▶ [TESTO]:
* * *

Era una serata di settembre che sapeva già d’autunno, quel 24 settembre del 1935 a New York. Lo Yankee Stadium era ricolmo di anime appassionate e ruggenti, più di 80.000 corpi accalcati per assistere allo scontro che avrebbe sancito il tramonto di un’era e l’alba radiosa della successiva. A un angolo Max Baer, l’ex campione dei pesi massimi. Un adone uscito da una cartolina di Hollywood, con un sorriso da milioni di dollari e al contempo un alone sinistro di ferocia. All’altro, Joe Louis Barrow, “The Brown Bomber”. Ventun anni, volto di pietra, uno sguardo che non tradisce emozioni e un’aura da predestinato, inscalfibile.
Per capire la portata di quell’incontro, bisogna prima capire i personaggi. E soprattutto, bisogna avventurarsi lungo il confine sottilissimo che separa realtà e leggenda.

* * *

(Voci tratte da un dataset)
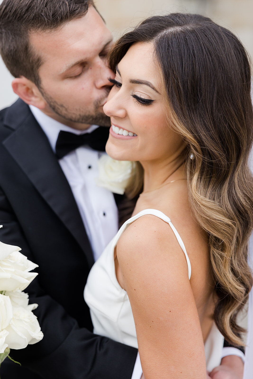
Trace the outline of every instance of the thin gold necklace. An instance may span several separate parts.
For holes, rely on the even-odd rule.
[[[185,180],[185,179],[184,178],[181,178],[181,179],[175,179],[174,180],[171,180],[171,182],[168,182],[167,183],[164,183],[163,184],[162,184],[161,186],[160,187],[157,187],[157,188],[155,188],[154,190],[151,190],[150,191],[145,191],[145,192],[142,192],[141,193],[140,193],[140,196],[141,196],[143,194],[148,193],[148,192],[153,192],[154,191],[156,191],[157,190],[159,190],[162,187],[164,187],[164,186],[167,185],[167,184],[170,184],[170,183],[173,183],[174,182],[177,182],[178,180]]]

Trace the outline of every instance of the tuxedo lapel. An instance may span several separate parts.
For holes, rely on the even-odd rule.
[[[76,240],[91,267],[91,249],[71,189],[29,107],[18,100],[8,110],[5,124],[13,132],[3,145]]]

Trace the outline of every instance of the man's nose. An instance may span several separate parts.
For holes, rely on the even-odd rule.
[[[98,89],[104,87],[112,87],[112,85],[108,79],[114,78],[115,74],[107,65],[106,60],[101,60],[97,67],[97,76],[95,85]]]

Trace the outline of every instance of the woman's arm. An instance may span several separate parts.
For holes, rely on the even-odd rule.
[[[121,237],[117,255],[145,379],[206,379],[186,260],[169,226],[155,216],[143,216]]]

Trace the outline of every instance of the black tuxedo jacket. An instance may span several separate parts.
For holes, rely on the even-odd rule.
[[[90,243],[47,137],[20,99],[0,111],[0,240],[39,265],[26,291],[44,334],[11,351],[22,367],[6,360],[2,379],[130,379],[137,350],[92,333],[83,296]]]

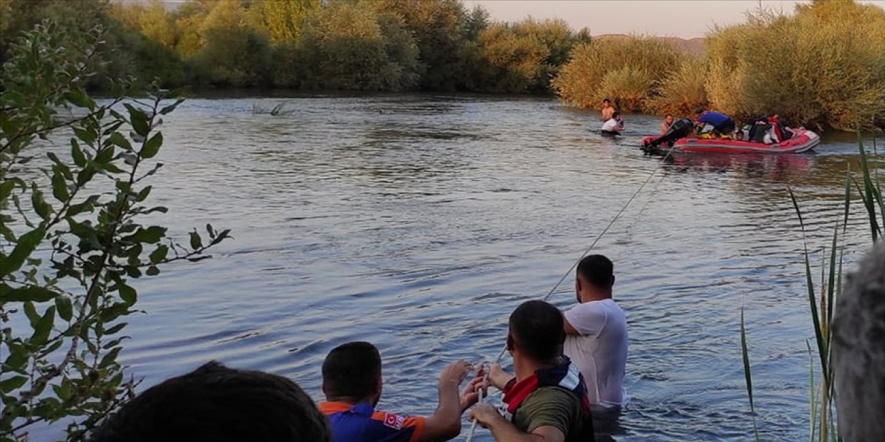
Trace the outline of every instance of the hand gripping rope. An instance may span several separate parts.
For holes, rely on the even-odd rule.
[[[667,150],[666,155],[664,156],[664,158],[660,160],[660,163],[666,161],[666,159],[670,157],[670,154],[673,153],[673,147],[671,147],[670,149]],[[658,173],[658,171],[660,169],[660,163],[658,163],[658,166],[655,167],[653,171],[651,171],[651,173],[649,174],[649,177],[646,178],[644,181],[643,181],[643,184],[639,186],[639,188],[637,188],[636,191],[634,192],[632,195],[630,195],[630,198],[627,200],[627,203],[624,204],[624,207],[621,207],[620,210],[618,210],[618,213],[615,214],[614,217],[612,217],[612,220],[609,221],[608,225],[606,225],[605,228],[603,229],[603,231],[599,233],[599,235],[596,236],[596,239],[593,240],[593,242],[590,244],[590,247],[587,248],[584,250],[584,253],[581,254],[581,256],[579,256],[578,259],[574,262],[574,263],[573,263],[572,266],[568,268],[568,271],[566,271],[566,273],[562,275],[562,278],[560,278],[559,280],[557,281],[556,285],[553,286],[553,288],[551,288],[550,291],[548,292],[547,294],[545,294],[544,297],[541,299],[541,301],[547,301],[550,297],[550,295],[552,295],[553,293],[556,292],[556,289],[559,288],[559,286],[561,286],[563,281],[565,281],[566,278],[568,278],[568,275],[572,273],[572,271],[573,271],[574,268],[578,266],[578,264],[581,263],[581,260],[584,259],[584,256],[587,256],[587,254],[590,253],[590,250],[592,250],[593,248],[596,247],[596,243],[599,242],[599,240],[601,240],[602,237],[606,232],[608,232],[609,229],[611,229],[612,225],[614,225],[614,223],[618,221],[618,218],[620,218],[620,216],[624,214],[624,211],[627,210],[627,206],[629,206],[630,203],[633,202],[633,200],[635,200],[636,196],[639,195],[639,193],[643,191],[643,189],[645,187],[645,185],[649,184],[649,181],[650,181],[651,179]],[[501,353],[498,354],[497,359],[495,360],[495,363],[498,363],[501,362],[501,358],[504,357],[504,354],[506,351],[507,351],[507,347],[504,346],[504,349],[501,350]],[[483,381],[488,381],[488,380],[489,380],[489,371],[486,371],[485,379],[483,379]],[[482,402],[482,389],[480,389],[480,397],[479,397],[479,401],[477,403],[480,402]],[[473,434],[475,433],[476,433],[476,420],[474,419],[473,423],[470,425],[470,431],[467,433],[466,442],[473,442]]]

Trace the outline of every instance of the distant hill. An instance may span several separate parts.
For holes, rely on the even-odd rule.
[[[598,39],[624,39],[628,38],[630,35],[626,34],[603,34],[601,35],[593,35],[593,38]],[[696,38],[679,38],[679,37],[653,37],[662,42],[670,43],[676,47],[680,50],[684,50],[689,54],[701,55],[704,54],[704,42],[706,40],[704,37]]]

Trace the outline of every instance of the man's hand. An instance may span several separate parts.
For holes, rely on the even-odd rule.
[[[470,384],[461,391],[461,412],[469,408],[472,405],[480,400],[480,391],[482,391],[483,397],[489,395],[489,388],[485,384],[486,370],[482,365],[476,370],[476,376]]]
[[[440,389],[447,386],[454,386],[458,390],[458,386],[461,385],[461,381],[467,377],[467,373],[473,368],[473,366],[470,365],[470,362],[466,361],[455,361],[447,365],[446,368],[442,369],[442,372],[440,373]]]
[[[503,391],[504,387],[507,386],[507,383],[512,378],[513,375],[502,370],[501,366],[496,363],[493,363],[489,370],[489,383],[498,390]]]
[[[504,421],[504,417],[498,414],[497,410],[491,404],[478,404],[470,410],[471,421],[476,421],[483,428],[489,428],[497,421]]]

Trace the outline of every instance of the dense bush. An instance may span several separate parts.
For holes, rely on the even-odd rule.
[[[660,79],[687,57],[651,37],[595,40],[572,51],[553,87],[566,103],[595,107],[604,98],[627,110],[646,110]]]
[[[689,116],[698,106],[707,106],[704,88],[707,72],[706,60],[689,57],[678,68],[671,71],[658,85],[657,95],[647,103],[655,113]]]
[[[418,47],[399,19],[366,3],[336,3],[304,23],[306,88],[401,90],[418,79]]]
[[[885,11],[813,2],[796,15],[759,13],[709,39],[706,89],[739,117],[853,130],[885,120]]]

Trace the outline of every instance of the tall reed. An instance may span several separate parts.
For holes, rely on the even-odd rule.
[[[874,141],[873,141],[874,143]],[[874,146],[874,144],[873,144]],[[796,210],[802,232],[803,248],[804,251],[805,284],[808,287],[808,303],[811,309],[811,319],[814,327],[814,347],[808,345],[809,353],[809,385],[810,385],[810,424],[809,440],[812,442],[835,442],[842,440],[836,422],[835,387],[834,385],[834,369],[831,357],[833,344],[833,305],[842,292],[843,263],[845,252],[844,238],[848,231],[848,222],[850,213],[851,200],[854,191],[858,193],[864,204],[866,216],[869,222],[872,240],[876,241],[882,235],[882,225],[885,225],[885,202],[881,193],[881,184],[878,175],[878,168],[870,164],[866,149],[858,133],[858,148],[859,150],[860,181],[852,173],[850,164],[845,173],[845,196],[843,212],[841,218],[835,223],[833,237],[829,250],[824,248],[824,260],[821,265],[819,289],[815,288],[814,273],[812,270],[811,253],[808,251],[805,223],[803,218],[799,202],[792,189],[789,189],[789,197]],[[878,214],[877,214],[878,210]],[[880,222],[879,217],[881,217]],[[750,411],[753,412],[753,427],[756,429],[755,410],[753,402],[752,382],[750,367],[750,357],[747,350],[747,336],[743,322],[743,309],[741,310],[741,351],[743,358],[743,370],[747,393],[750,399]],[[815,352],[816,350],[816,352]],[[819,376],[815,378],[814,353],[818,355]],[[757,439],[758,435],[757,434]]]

* * *

▶ [CONSEGNA]: Stabilisci se ciascuna affermazione concorda con il testo sull'incontro di pugilato del 1935, rispondendo sì o no e citando le parole decisive del testo. 1. Allo Yankee Stadium erano presenti più di 80.000 persone. 2. Max Baer era il campione in carica dei pesi massimi. 3. Joe Louis Barrow aveva ventun anni. Per rispondere ci si basa unicamente sul testo.

▶ [SOLUZIONE SCRITTA]:
1. Sì: "più di 80.000 corpi accalcati".
2. No: "l’ex campione dei pesi massimi".
3. Sì: "Ventun anni".